** Your assignment **
Look through the entries for the string "below" and copy every line where it shows up.

***** Dataset records

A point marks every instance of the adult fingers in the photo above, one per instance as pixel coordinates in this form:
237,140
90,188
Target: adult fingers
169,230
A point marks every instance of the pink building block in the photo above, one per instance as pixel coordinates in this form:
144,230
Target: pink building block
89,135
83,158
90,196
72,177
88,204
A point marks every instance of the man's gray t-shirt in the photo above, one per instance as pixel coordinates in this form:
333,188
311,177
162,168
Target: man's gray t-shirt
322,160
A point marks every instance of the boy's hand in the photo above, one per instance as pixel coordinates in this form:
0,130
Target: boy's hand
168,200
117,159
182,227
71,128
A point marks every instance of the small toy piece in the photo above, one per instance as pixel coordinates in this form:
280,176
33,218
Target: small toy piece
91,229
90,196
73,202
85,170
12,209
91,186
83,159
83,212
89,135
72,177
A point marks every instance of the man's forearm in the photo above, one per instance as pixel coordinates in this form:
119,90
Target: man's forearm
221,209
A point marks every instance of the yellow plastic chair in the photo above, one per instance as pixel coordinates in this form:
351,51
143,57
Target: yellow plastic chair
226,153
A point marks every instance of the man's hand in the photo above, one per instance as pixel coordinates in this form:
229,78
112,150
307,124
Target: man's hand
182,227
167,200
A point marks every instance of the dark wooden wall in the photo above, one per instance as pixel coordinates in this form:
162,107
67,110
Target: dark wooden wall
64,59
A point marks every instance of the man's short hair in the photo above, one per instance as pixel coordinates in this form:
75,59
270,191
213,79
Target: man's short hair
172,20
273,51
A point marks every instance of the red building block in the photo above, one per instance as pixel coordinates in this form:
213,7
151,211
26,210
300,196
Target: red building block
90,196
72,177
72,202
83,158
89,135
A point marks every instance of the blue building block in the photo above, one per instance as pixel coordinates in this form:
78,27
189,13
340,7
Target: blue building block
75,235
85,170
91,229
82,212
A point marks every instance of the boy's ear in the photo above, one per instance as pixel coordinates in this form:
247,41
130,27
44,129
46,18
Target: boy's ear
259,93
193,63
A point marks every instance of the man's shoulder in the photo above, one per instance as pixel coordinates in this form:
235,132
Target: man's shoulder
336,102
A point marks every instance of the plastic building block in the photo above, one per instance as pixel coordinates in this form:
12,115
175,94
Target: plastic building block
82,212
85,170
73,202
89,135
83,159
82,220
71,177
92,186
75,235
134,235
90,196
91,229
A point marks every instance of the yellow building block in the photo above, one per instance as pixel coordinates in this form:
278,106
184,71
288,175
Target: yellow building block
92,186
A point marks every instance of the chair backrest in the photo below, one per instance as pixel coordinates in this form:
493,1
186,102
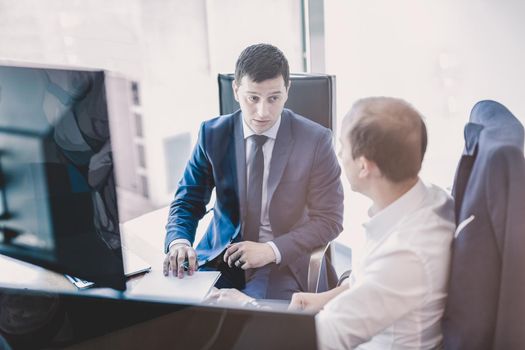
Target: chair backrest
310,95
486,297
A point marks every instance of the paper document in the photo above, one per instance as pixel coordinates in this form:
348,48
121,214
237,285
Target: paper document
191,289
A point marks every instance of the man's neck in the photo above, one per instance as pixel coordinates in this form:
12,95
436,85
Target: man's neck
385,192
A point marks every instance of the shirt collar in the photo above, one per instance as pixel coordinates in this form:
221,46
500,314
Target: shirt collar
384,220
270,133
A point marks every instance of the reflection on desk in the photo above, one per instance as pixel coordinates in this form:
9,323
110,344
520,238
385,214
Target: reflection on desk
143,236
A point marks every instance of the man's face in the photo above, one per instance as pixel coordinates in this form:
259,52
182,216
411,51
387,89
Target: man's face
261,103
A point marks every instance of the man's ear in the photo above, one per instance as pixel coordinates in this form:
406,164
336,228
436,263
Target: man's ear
235,89
367,167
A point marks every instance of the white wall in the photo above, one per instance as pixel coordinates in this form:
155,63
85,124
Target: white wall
442,56
174,48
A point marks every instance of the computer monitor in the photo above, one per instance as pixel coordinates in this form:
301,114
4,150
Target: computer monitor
58,202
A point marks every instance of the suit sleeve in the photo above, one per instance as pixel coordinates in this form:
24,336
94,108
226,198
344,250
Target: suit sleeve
324,204
506,196
192,196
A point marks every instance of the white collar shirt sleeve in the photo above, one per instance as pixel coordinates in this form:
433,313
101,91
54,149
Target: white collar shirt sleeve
397,292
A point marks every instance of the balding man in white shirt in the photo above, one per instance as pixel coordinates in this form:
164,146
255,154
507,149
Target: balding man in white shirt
394,299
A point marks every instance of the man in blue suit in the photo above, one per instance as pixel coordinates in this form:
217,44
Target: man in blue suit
277,183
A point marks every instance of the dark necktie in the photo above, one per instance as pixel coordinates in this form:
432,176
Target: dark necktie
254,190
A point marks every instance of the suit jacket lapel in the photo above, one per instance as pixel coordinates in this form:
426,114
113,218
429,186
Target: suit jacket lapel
281,152
239,159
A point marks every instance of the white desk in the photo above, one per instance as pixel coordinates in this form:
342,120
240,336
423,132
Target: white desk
143,235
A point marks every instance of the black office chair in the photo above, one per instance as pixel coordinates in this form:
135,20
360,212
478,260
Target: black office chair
312,96
486,296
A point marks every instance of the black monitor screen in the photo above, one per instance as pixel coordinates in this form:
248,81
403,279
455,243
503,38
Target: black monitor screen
58,205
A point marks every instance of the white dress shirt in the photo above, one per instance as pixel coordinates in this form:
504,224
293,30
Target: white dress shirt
265,234
396,296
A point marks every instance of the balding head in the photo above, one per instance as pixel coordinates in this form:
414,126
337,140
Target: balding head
389,132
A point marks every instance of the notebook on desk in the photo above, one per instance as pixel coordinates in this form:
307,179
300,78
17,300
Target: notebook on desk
133,265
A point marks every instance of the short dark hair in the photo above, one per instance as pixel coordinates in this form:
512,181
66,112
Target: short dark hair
391,133
261,62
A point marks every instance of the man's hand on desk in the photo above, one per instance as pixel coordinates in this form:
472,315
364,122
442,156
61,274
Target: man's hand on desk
175,261
249,255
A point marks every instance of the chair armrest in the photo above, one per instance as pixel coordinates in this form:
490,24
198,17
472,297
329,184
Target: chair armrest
315,267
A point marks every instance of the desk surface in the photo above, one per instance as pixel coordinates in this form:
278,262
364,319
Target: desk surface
143,235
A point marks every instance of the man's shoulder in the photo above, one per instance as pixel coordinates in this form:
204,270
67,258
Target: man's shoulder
221,121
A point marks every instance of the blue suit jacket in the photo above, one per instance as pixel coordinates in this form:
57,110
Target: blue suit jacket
486,299
304,189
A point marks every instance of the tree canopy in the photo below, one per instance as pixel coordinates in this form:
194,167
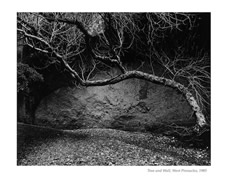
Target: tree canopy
164,48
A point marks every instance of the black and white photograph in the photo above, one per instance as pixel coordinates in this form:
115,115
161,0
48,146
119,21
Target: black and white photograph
113,88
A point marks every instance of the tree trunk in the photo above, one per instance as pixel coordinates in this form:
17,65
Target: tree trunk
201,122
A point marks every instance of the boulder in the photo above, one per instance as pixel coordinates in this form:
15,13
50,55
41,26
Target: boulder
129,105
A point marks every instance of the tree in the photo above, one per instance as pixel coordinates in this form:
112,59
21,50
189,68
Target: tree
81,43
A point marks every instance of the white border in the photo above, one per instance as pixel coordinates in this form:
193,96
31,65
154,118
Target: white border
10,173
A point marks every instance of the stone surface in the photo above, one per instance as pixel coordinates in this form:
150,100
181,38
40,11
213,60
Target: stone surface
132,104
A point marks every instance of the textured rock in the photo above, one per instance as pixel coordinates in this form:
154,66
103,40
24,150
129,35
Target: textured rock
129,105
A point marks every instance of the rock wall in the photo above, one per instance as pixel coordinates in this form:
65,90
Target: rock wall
132,104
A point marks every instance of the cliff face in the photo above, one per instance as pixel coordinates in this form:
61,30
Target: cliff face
129,105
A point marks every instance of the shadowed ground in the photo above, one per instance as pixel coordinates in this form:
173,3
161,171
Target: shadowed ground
43,146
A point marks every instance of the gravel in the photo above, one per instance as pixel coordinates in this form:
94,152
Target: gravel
42,146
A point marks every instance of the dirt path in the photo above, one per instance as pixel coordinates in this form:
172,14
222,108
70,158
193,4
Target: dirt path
42,146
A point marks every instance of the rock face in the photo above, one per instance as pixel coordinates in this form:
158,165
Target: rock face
132,104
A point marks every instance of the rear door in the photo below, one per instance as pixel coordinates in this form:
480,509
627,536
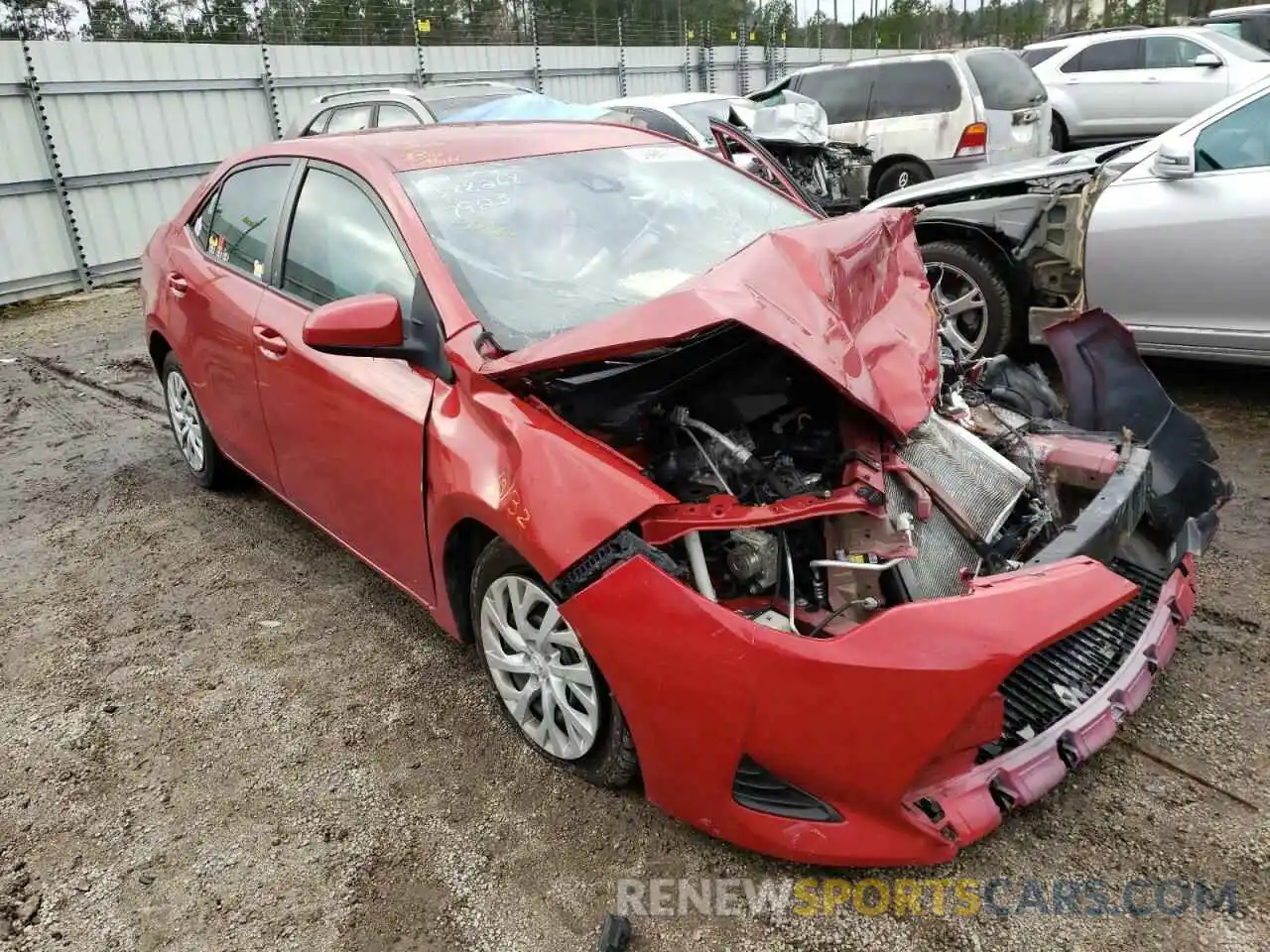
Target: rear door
1014,103
1179,86
1183,262
905,107
1105,84
347,431
216,281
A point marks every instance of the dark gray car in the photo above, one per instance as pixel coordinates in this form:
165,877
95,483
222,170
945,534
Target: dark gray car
394,105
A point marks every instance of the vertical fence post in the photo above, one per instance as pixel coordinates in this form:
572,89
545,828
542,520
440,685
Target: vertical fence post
688,56
55,167
271,96
421,67
538,50
710,76
621,60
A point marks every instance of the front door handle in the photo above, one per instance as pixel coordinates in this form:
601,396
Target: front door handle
271,343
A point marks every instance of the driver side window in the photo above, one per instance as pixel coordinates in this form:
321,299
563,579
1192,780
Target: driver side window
340,246
1238,140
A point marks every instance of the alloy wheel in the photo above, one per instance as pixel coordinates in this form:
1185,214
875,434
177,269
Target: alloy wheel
962,307
186,421
539,667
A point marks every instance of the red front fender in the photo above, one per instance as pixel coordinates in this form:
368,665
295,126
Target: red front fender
852,720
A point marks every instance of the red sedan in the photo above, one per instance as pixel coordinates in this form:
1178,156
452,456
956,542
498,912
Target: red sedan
693,471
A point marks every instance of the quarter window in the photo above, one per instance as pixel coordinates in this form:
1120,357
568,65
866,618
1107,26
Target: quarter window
395,116
340,246
350,118
241,229
1239,140
659,122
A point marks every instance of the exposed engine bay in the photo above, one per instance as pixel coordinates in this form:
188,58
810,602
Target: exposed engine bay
746,435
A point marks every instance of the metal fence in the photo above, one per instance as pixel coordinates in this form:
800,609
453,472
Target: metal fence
103,140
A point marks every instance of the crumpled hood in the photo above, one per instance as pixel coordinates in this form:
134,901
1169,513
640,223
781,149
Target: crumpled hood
847,295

**********

** Response to the exercise **
A point marks every instance of the chair backrest in the photo below, one per instance as pixel coordinates in this form:
A point marks every instance of the tree canopy in the photo below, one per instance as pixel coordinates in this form:
A point marks every instance of the rear door in the photo below, one per instance as pixel coordinates in this form:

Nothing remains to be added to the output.